Supplied text:
Fannie Mae, Freddie Mac, and FHA announce new credit score models accepted for mortgage underwriting
On April 22, the FHFA and HUD jointly announced that the government-sponsored enterprises (GSEs), Fannie Mae and Freddie Mac, will begin accepting mortgage loans assessed using new credit score models — VantageScore 4.0 and FICO Score 10T — and that the FHA will also permit their use for FHA-insured mortgage underwriting. This marks the first new credit score models approved by the GSEs and FHA in decades. The action advances the implementation of the Credit Score Competition Act of 2018, which directs the FHFA to establish a process for the GSEs to validate and approve additional credit score models. According to Fannie Mae’s announcement, the newer models incorporate additional data such as on-time rent payment history and trended credit data, and have the potential to score more consumers accurately. The changes are intended to modernize credit evaluation, expand access to homeownership, lower costs in mortgage origination, and introduce competition into the credit scoring market.
Fannie Mae and Freddie Mac each issued guidance announcing the addition of VantageScore 4.0 and FICO Score 10T as approved credit score models under their respective selling and seller/servicer guides. VantageScore 4.0 is available immediately to approved lenders through a limited rollout, while FICO Score 10T implementation will follow at a later date, according to the announcement. During the limited rollout, approved lenders may choose between VantageScore 4.0 and Classic FICO through a tri-merge credit report, but the agencies noted that lenders not participating must continue to use Classic FICO. Both GSEs plan to publish historical credit score data for the new models beginning this summer.

What the exercise asks: Reproduce the announcement about new credit score models for mortgage underwriting verbatim.

Dataset content:

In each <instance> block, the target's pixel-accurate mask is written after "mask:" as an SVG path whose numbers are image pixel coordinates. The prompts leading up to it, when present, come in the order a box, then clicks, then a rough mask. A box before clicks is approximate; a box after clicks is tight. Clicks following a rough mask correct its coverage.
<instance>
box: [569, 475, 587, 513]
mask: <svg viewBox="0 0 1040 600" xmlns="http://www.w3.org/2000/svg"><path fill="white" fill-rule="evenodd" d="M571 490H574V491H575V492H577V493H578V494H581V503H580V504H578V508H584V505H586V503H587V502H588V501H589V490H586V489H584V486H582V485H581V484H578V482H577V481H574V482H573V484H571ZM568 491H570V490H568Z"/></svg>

Reply to the exercise:
Fannie Mae, Freddie Mac, and FHA announce new credit score models accepted for mortgage underwriting
On April 22, the FHFA and HUD jointly announced that the government-sponsored enterprises (GSEs), Fannie Mae and Freddie Mac, will begin accepting mortgage loans assessed using new credit score models — VantageScore 4.0 and FICO Score 10T — and that the FHA will also permit their use for FHA-insured mortgage underwriting. This marks the first new credit score models approved by the GSEs and FHA in decades. The action advances the implementation of the Credit Score Competition Act of 2018, which directs the FHFA to establish a process for the GSEs to validate and approve additional credit score models. According to Fannie Mae’s announcement, the newer models incorporate additional data such as on-time rent payment history and trended credit data, and have the potential to score more consumers accurately. The changes are intended to modernize credit evaluation, expand access to homeownership, lower costs in mortgage origination, and introduce competition into the credit scoring market.
Fannie Mae and Freddie Mac each issued guidance announcing the addition of VantageScore 4.0 and FICO Score 10T as approved credit score models under their respective selling and seller/servicer guides. VantageScore 4.0 is available immediately to approved lenders through a limited rollout, while FICO Score 10T implementation will follow at a later date, according to the announcement. During the limited rollout, approved lenders may choose between VantageScore 4.0 and Classic FICO through a tri-merge credit report, but the agencies noted that lenders not participating must continue to use Classic FICO. Both GSEs plan to publish historical credit score data for the new models beginning this summer.